### Directions for this task
Transcribe the part of the vaccine study abstract starting at "Efficacy of rHVT-AI" and ending at "HPAI H5N1 strains.".

Efficacy of rHVT-AI vector vaccine in broilers with passive immunity against challenge with two antigenically divergent Egyptian clade 2.2.1 HPAI H5N1 strains.

In countries where avian influenza has become endemic, early vaccination of layer pullets or broilers with classical inactivated vaccines at the hatchery is no longer an option because of interference with passive immunity indirectly induced by the necessary vaccination of the breeders. On the other hand, injection of thousands of chicks from 7 to 10 days old on farms has been determined to be unreliable and, therefore, poorly efficacious. For these reasons, interest has arisen regarding a newly developed live recombinant vector vaccine based on a turkey herpesvirus (HVT) expressing the H5 gene from a clade 2.2 H5N1 highly pathogenic avian influenza virus (HPAIV) strain (rHVT-H5), which in theory is capable of breakthrough passive immunity to both the vector (HVT) and the insert (H5) and is consequently applicable at the hatchery. The objectives of this trial were to evaluate the impact of maternally derived antibodies (MDAs) specific to H5N1 on the immunity and the efficacy (protection and virus shedding) of different vaccination programs including rHVT-H5 and inactivated H5N1 and H5N2 vaccines applied alone or in combination. Therefore, broilers carrying MDAs against both HVT and Asian H5N1 HPAIV were vaccinated on the first day of age with rHVT-H5, with or without boosting vaccination by an inactivated vaccine after 10 days. The different groups were challenged with two antigenically highly divergent Egyptian dade 2.2.1 H5N1 HPAIVs at 4 wk of age. Protection against challenge was compared with unvaccinated birds or vaccinated birds without MDAs. Between 70% and 90% clinical protection could be observed in the vaccinated groups possessing MDAs, indicating no or very low interference of MDAs with vaccination. Results regarding clinical protection, humoral, cell-mediated, and mucosal immunity, as well as re-excretion of challenge virus are presented and discussed.

### Data provided
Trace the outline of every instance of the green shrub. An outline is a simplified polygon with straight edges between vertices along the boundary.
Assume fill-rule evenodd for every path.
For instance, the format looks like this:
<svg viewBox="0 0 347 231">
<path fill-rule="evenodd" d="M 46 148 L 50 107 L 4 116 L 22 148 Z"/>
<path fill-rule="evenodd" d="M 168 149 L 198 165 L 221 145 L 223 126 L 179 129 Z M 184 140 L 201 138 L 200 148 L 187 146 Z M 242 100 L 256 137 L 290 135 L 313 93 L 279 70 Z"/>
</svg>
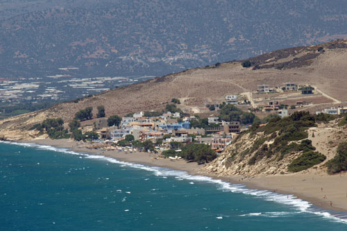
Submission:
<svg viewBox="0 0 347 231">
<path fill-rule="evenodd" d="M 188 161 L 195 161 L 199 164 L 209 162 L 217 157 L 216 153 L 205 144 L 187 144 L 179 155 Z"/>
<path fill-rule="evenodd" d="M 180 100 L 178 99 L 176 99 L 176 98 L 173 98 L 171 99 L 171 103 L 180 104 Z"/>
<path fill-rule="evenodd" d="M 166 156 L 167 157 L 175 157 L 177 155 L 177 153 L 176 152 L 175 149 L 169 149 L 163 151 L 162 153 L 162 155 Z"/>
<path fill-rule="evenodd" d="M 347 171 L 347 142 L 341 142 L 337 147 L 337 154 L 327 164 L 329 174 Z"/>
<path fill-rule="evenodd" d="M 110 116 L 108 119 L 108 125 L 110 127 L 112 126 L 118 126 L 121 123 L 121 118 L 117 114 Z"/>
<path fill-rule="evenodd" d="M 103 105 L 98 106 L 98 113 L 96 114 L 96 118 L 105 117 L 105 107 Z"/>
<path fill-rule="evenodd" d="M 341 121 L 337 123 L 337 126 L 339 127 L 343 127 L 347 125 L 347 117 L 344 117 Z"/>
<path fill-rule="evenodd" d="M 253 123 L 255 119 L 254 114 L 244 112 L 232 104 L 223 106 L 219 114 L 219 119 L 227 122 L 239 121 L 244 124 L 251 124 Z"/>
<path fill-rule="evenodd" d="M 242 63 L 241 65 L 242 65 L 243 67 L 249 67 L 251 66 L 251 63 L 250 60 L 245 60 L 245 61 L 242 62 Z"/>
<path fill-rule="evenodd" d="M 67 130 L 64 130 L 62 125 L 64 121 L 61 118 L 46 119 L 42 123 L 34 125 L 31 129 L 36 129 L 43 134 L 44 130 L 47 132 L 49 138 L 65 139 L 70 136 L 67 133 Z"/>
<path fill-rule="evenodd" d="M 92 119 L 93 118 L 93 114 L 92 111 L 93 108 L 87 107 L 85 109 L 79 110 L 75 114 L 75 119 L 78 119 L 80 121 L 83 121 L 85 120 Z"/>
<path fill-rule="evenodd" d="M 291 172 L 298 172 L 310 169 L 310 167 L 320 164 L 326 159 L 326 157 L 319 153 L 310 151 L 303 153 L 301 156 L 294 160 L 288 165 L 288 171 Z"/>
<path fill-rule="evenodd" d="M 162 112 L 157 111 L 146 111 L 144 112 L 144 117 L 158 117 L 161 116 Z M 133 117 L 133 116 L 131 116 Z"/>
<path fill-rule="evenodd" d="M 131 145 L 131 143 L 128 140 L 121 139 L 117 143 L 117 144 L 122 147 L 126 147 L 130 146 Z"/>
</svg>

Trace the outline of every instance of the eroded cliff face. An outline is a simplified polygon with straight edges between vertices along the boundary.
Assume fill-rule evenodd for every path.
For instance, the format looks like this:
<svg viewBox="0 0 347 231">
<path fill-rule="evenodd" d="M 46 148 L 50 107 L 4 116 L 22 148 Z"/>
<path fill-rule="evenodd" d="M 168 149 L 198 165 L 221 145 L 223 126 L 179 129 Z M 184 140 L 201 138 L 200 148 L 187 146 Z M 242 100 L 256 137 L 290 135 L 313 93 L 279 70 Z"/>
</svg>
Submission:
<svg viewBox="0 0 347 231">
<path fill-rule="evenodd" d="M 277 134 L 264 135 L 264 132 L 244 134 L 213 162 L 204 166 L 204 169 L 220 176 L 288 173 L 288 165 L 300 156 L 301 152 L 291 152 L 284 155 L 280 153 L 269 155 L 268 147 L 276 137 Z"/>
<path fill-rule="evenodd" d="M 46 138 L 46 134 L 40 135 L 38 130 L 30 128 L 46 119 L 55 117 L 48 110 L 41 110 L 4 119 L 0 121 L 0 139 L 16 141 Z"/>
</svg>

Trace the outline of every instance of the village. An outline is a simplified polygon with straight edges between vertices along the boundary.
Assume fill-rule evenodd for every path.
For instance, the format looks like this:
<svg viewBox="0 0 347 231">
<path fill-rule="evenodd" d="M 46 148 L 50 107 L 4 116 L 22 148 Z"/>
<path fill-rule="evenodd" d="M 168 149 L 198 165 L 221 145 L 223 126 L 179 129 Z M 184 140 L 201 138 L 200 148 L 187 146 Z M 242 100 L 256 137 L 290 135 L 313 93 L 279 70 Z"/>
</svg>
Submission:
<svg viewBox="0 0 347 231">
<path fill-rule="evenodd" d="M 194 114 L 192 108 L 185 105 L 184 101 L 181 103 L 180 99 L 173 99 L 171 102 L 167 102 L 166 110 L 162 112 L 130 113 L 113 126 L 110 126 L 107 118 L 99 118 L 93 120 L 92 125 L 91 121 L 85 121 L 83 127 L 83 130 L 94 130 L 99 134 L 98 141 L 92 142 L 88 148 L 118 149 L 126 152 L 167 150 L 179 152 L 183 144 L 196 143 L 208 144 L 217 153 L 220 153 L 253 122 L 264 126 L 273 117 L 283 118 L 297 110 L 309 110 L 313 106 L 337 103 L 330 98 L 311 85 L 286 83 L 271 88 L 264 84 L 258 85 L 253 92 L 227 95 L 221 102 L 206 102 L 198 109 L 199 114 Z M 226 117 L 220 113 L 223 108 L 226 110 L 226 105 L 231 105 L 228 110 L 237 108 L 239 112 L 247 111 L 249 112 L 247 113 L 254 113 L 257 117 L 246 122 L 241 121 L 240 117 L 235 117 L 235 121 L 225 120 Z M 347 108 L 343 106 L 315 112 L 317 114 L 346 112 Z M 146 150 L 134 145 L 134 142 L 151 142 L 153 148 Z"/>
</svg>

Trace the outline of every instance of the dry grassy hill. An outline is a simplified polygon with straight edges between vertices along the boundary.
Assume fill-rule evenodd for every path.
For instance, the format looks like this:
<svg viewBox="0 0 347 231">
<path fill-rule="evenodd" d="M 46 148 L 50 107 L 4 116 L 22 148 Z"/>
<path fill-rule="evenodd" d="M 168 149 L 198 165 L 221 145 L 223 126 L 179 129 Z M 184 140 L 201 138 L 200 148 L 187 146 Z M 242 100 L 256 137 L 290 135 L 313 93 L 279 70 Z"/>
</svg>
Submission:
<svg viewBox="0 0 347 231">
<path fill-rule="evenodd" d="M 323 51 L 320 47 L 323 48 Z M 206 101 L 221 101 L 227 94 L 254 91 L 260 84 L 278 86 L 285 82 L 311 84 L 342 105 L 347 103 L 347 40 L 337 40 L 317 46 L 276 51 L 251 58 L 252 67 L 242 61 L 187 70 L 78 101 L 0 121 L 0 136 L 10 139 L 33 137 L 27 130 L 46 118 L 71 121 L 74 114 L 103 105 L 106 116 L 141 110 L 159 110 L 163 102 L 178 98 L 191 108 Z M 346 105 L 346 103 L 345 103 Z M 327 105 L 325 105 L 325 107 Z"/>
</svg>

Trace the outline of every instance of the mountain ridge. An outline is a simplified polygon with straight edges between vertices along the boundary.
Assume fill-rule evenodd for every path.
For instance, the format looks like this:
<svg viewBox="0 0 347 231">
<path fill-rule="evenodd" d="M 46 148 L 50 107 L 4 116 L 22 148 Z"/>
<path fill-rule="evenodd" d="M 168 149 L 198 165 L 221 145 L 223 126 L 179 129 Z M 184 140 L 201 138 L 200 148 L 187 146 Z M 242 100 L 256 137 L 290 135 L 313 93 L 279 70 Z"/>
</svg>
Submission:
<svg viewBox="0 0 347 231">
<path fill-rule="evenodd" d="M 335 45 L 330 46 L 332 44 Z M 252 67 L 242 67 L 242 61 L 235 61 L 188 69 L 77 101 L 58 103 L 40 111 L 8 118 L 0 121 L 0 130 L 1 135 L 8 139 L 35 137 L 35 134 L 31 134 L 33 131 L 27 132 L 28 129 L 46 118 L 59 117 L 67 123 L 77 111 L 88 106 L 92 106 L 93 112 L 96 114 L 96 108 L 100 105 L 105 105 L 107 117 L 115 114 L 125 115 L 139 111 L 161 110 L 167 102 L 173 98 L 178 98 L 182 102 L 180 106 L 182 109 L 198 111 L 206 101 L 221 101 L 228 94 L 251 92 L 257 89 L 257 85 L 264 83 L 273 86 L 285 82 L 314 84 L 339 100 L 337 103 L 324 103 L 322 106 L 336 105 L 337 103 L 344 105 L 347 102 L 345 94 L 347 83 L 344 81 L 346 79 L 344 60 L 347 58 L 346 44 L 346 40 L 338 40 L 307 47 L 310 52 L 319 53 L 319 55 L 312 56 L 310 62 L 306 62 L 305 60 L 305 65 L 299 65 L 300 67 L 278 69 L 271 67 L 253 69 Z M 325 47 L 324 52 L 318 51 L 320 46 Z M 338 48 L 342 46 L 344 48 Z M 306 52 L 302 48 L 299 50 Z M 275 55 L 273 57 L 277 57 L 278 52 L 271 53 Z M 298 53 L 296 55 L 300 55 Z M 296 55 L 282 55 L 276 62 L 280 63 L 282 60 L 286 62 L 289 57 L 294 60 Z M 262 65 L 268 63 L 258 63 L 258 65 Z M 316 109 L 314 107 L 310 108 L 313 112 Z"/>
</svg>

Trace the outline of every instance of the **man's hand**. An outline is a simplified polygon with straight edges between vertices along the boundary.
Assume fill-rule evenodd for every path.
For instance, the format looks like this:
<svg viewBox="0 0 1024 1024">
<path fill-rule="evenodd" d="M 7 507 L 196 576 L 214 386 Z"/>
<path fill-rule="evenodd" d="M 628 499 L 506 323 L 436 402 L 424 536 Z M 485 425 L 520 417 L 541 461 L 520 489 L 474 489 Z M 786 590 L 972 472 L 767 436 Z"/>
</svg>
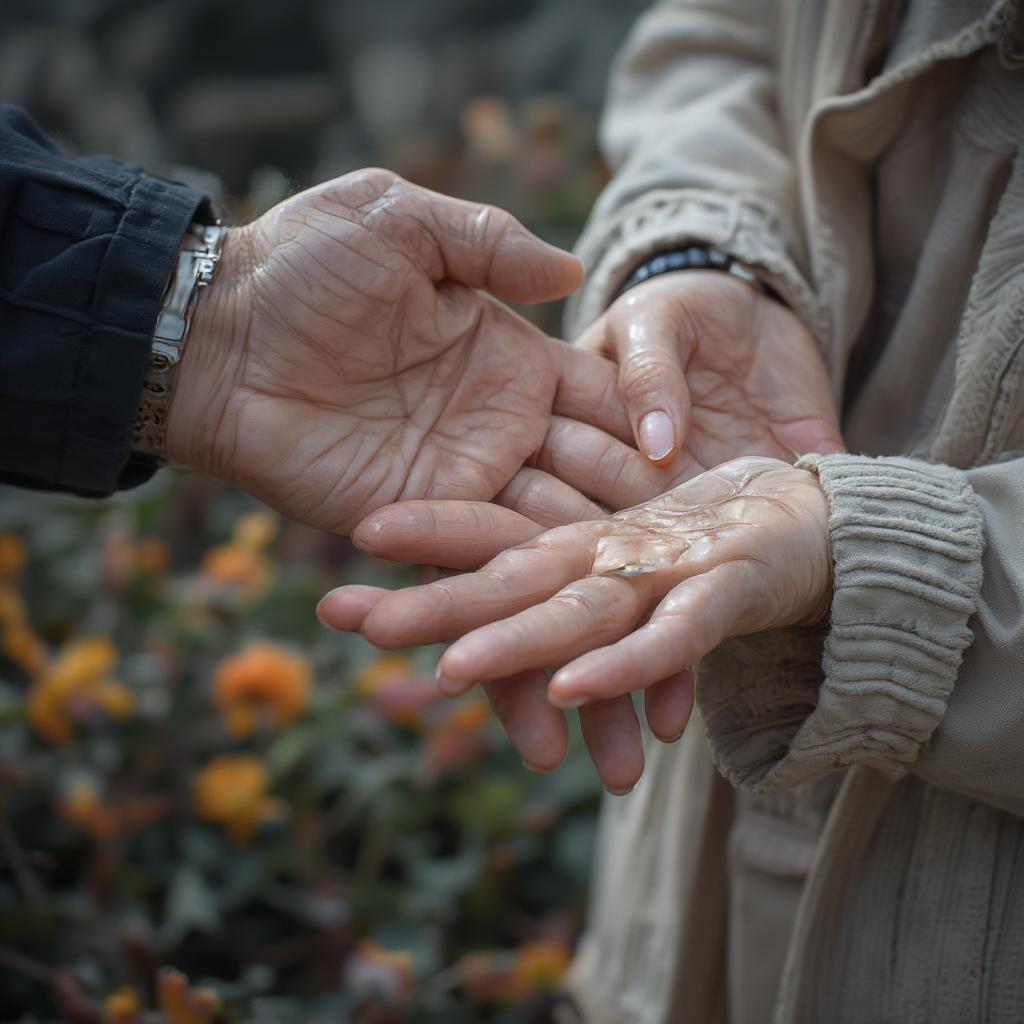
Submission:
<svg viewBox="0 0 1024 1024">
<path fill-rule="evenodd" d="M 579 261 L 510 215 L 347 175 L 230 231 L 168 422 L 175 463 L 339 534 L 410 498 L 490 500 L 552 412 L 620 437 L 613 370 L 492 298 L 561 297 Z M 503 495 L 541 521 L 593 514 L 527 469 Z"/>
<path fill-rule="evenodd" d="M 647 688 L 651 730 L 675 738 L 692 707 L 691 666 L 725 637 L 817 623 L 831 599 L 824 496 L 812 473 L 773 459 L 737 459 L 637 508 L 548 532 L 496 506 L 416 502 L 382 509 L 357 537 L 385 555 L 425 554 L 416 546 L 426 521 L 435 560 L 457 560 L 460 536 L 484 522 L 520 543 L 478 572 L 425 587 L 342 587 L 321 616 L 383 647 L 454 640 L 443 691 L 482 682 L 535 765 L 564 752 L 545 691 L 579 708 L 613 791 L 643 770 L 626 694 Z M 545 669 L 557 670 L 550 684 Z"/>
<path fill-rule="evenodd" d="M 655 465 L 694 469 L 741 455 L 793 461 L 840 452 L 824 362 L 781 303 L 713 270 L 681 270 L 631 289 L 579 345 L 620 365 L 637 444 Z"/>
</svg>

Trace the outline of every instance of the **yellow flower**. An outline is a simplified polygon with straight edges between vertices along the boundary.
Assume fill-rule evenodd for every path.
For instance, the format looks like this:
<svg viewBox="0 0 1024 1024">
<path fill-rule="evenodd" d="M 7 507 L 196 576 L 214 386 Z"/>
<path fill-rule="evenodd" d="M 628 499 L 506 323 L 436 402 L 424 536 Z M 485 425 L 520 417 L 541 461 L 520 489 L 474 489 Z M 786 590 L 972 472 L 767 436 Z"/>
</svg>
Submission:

### Answer section
Efficacy of rHVT-AI vector vaccine in broilers with passive immunity against challenge with two antigenically divergent Egyptian clade 2.2.1 HPAI H5N1 strains.